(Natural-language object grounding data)
[Start of section]

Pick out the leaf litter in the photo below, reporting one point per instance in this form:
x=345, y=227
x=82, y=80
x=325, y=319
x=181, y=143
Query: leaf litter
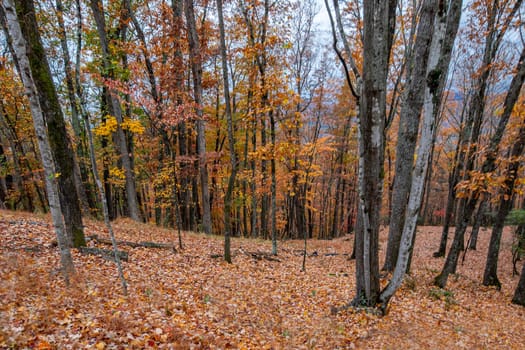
x=190, y=299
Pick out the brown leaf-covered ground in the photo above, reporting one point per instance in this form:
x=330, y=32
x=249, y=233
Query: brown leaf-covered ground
x=191, y=300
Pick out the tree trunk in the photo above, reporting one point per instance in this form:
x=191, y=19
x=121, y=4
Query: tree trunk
x=409, y=126
x=490, y=277
x=116, y=109
x=196, y=69
x=58, y=138
x=426, y=43
x=519, y=293
x=21, y=48
x=371, y=145
x=488, y=166
x=473, y=241
x=233, y=158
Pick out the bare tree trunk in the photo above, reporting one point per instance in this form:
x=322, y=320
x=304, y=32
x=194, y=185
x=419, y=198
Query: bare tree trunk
x=488, y=165
x=372, y=114
x=233, y=158
x=19, y=44
x=519, y=293
x=490, y=277
x=196, y=68
x=116, y=109
x=105, y=210
x=473, y=241
x=430, y=37
x=409, y=127
x=58, y=138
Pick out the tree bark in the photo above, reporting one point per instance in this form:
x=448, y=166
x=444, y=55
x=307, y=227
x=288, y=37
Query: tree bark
x=409, y=127
x=58, y=138
x=233, y=157
x=21, y=48
x=488, y=166
x=519, y=293
x=196, y=69
x=116, y=109
x=371, y=145
x=490, y=277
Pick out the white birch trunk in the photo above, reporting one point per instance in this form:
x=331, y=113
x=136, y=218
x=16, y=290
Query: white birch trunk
x=420, y=171
x=19, y=45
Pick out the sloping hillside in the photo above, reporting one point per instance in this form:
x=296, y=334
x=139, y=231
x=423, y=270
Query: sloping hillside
x=192, y=299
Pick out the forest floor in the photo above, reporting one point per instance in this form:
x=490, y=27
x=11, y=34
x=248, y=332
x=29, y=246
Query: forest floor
x=191, y=299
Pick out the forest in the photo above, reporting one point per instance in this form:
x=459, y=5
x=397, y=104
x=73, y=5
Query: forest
x=262, y=174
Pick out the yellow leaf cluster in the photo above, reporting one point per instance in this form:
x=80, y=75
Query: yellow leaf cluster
x=106, y=128
x=133, y=125
x=110, y=126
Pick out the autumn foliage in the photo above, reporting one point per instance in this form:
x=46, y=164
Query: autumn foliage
x=189, y=299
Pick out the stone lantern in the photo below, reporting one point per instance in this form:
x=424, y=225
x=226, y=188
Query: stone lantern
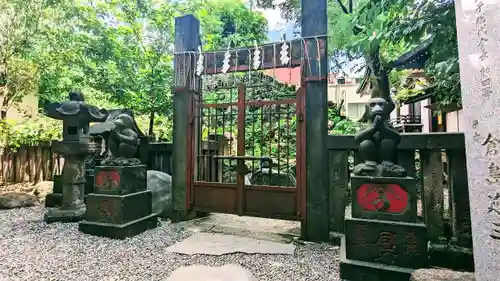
x=76, y=147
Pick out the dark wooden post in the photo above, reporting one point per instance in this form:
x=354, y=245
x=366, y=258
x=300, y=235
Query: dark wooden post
x=314, y=23
x=187, y=39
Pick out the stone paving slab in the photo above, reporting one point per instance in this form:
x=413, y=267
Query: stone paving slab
x=220, y=244
x=228, y=272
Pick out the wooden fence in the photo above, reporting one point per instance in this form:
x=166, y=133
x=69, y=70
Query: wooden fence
x=29, y=164
x=160, y=156
x=429, y=149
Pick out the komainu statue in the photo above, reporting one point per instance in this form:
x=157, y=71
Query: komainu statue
x=378, y=142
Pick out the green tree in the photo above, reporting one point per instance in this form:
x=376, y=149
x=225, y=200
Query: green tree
x=19, y=25
x=380, y=31
x=225, y=22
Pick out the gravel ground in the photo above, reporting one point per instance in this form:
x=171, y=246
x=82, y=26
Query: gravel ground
x=32, y=250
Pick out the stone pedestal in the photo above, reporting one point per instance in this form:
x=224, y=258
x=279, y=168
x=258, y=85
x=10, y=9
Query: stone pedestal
x=72, y=207
x=120, y=206
x=383, y=238
x=55, y=198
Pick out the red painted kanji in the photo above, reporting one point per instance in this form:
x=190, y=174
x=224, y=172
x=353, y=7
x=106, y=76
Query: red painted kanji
x=107, y=179
x=388, y=198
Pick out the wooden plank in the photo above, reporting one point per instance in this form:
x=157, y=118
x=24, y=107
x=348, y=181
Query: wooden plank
x=459, y=195
x=409, y=141
x=433, y=201
x=187, y=38
x=315, y=71
x=338, y=181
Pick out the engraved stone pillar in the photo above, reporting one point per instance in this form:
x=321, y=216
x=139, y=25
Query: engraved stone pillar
x=479, y=45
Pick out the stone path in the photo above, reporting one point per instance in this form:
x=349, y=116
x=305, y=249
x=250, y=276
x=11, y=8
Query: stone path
x=229, y=272
x=220, y=244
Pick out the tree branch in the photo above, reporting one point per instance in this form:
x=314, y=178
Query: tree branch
x=356, y=29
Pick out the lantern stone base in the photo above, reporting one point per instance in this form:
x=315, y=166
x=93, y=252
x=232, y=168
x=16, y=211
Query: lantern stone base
x=53, y=200
x=65, y=215
x=119, y=231
x=354, y=270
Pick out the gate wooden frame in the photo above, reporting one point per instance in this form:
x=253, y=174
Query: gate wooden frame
x=237, y=198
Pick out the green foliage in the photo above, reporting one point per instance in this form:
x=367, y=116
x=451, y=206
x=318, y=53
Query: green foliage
x=36, y=131
x=118, y=53
x=225, y=22
x=388, y=29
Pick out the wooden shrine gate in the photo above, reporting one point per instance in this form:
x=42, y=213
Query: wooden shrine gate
x=259, y=168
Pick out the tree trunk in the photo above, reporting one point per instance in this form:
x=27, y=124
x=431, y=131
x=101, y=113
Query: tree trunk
x=379, y=79
x=3, y=91
x=151, y=124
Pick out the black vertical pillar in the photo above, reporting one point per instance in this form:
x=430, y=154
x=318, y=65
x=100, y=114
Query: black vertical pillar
x=187, y=39
x=315, y=73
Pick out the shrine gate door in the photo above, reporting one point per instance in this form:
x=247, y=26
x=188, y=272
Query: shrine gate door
x=259, y=165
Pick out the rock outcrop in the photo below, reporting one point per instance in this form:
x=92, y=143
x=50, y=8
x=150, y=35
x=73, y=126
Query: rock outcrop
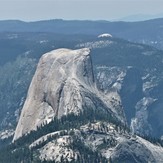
x=63, y=84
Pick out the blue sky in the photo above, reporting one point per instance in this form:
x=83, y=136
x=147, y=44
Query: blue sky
x=31, y=10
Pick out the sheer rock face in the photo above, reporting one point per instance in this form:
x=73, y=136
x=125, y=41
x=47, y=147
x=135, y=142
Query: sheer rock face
x=63, y=83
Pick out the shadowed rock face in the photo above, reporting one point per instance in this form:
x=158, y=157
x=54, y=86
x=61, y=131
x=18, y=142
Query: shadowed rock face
x=63, y=84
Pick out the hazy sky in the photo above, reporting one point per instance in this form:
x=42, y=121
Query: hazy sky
x=30, y=10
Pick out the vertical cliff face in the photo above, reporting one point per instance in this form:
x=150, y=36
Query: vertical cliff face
x=63, y=83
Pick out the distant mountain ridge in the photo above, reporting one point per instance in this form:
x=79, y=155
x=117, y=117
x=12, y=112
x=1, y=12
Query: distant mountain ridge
x=146, y=32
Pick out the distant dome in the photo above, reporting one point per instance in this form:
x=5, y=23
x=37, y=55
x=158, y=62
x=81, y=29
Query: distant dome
x=105, y=35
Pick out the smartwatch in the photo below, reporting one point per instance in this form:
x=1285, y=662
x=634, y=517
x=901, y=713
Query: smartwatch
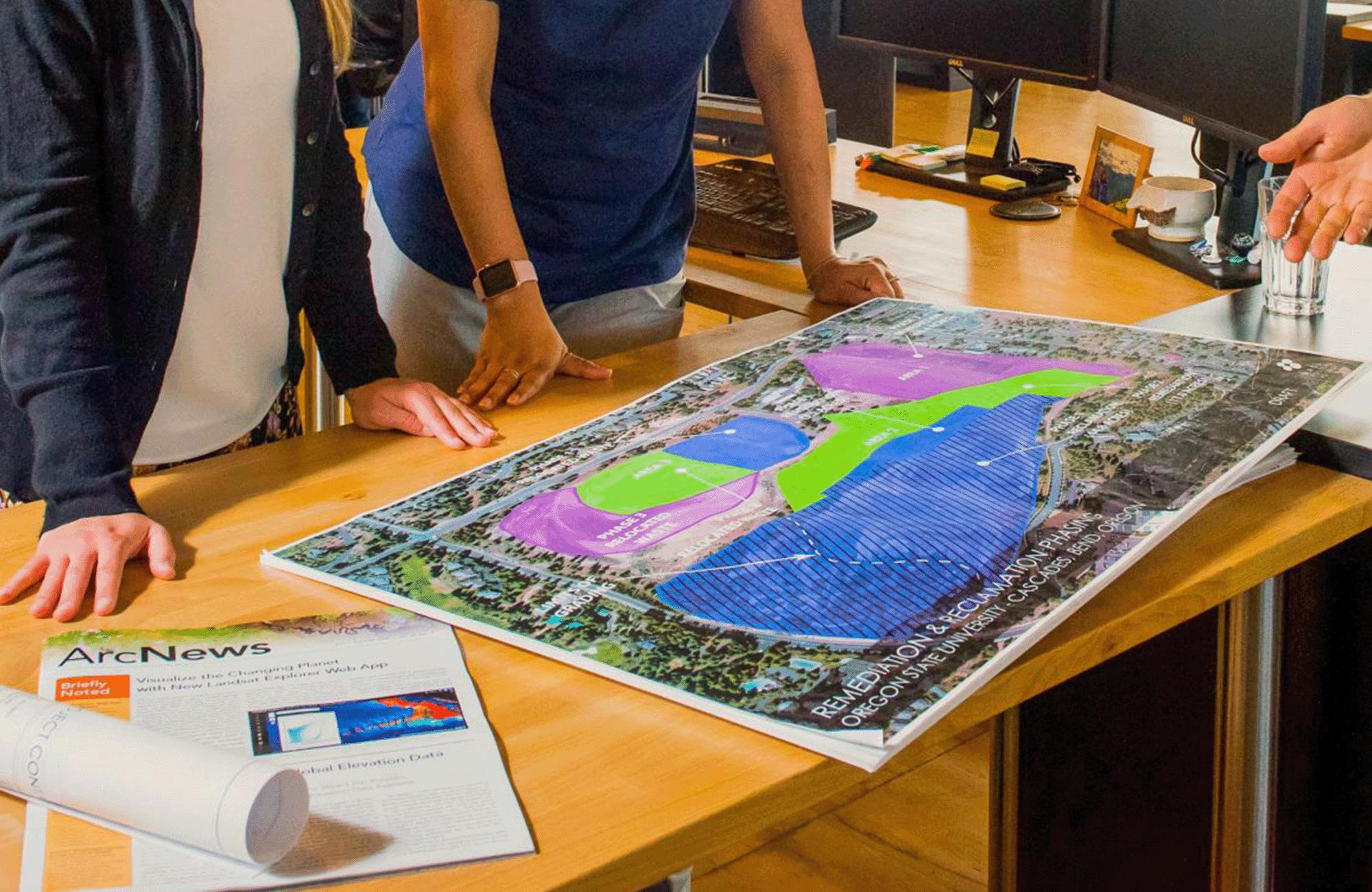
x=496, y=279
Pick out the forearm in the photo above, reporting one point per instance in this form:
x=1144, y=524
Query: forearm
x=795, y=113
x=57, y=353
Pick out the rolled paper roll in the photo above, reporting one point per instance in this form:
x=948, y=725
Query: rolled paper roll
x=226, y=803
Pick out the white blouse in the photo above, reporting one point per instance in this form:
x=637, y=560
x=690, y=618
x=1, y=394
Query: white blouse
x=230, y=357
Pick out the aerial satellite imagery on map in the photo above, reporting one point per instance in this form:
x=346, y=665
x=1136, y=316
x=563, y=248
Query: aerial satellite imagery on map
x=838, y=537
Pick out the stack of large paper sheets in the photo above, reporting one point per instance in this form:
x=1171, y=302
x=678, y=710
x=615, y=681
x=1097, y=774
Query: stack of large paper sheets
x=839, y=537
x=375, y=710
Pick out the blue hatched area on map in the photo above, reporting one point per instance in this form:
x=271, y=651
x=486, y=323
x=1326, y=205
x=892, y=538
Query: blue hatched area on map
x=924, y=518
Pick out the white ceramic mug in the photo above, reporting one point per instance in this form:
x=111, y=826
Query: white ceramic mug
x=1176, y=208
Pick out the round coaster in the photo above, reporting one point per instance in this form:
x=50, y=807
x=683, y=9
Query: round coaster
x=1027, y=209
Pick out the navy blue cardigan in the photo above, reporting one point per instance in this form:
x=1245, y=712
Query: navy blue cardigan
x=99, y=211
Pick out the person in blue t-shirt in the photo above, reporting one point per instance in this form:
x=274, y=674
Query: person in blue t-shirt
x=533, y=182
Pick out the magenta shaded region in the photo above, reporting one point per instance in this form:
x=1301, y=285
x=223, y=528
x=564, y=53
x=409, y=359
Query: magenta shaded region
x=562, y=522
x=887, y=370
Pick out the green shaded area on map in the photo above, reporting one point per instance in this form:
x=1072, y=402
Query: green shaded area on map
x=864, y=433
x=657, y=478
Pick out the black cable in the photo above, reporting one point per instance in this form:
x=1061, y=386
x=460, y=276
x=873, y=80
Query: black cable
x=986, y=98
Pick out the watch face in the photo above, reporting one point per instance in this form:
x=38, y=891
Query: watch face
x=497, y=279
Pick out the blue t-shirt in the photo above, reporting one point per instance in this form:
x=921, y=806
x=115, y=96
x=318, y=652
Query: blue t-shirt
x=593, y=105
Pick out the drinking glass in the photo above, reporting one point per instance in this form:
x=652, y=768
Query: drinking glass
x=1288, y=289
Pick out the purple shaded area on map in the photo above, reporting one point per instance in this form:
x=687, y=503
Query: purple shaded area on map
x=895, y=370
x=562, y=522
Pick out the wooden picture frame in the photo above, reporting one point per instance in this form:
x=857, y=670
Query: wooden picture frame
x=1116, y=169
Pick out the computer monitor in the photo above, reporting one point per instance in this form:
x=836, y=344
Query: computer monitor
x=995, y=45
x=1241, y=72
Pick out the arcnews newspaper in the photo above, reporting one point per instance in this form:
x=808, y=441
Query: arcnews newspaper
x=375, y=709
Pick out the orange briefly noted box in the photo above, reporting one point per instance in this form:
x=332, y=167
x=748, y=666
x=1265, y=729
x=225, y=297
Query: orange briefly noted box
x=93, y=688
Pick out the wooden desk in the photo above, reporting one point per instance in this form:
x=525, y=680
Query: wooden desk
x=949, y=249
x=622, y=787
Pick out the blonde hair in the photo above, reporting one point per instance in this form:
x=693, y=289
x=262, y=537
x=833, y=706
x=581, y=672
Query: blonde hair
x=338, y=20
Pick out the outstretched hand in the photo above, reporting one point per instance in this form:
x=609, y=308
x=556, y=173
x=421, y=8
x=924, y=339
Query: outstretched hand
x=90, y=552
x=419, y=408
x=521, y=352
x=1329, y=194
x=853, y=281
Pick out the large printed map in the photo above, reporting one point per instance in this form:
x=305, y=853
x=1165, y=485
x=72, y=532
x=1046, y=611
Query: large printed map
x=839, y=536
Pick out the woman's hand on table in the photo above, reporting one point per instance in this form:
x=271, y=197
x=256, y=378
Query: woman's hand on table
x=419, y=408
x=853, y=281
x=1332, y=183
x=521, y=352
x=90, y=552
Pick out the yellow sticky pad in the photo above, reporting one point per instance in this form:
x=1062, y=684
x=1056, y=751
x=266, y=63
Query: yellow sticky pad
x=983, y=143
x=1004, y=183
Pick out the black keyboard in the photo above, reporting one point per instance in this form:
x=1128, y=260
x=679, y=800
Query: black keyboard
x=740, y=209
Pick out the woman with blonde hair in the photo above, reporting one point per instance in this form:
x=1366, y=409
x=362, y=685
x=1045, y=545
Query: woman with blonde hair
x=175, y=189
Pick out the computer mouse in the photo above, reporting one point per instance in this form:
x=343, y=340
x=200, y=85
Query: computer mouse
x=1027, y=209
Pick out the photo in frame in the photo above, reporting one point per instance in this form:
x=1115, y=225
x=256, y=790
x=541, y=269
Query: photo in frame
x=1115, y=171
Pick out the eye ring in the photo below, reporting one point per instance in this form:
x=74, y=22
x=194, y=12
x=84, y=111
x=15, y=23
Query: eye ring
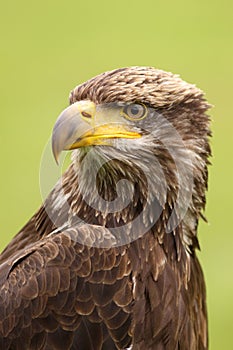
x=135, y=111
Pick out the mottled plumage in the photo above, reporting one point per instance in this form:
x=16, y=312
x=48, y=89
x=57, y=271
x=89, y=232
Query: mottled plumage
x=81, y=276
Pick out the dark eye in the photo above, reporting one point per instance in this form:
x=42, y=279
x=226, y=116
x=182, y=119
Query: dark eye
x=135, y=111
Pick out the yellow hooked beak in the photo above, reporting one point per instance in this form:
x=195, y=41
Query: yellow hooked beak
x=86, y=124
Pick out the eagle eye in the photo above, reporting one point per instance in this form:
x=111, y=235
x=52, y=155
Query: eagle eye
x=135, y=111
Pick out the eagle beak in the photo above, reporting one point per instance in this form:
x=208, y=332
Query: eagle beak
x=86, y=124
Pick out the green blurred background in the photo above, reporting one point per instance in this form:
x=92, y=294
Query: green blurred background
x=48, y=47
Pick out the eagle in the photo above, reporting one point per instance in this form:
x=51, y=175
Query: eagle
x=109, y=260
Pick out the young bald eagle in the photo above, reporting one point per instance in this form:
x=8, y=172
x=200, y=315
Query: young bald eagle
x=108, y=261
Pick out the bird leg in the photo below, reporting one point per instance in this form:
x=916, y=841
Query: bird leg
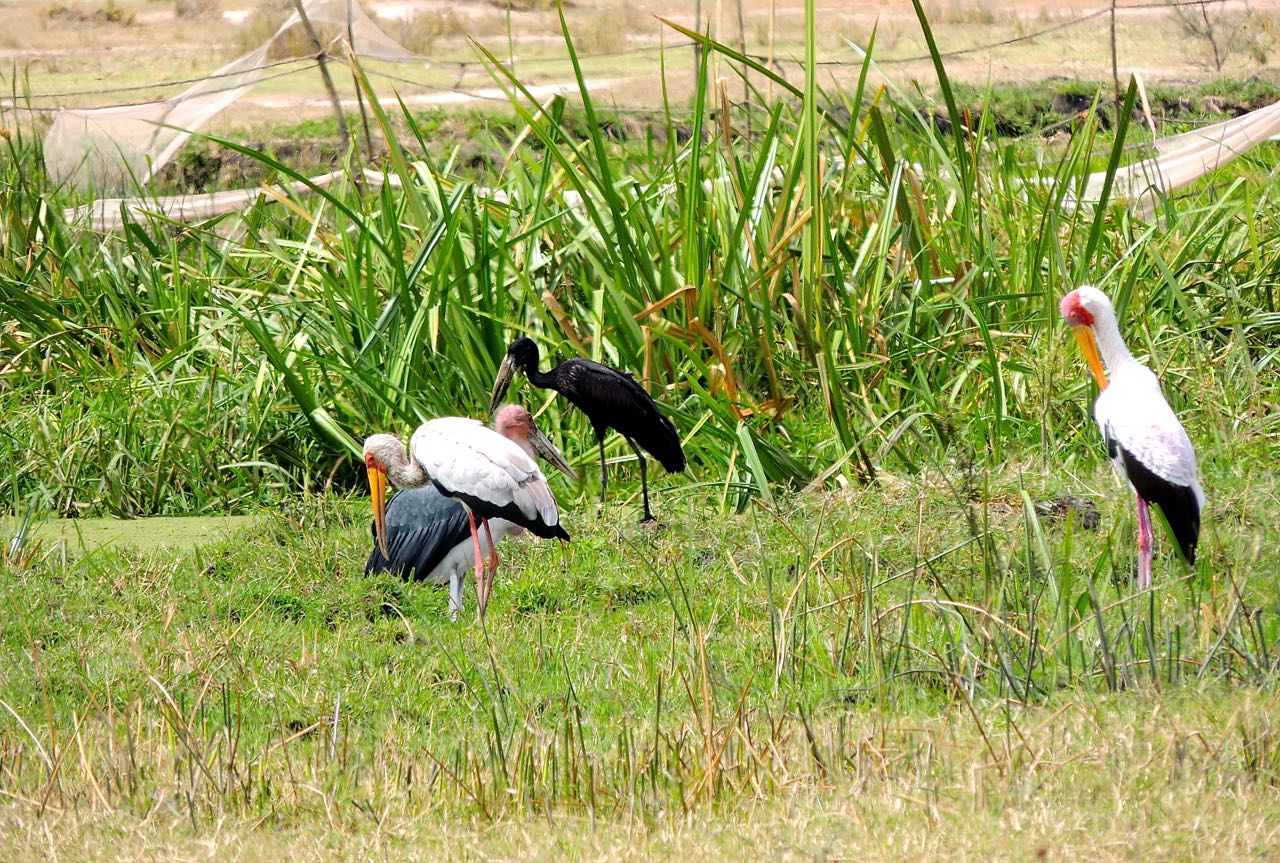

[End of section]

Problem to work on - Up to and including the line that contains "x=288, y=37", print the records above exactly from their first line, without any pictures.

Response for this exercise -
Pick out the leaf litter in the photo below, reporting one point per instance in this form:
x=345, y=227
x=82, y=80
x=325, y=319
x=181, y=143
Query: leaf litter
x=190, y=299
Pick out the brown leaf-covered ground in the photo above, reporting one point per instance in this form:
x=330, y=32
x=249, y=233
Query: brown leaf-covered ground
x=191, y=300
Pick out the tree trunk in the photo above, reporting one point per instance in this form:
x=191, y=19
x=121, y=4
Query: tree trunk
x=409, y=126
x=490, y=277
x=116, y=109
x=196, y=69
x=58, y=138
x=426, y=43
x=519, y=293
x=21, y=48
x=371, y=145
x=488, y=166
x=473, y=241
x=233, y=158
Pick out the bare tree trunk in the photo above, reporting one point per instance in this form:
x=322, y=320
x=304, y=32
x=194, y=185
x=419, y=198
Query: bare tree trunk
x=488, y=165
x=372, y=114
x=233, y=158
x=19, y=44
x=519, y=293
x=490, y=277
x=196, y=68
x=116, y=109
x=105, y=210
x=473, y=241
x=430, y=37
x=409, y=127
x=58, y=138
Pick out the tree bark in the photo above, reporting one point per instance in this form:
x=448, y=166
x=444, y=55
x=307, y=227
x=288, y=37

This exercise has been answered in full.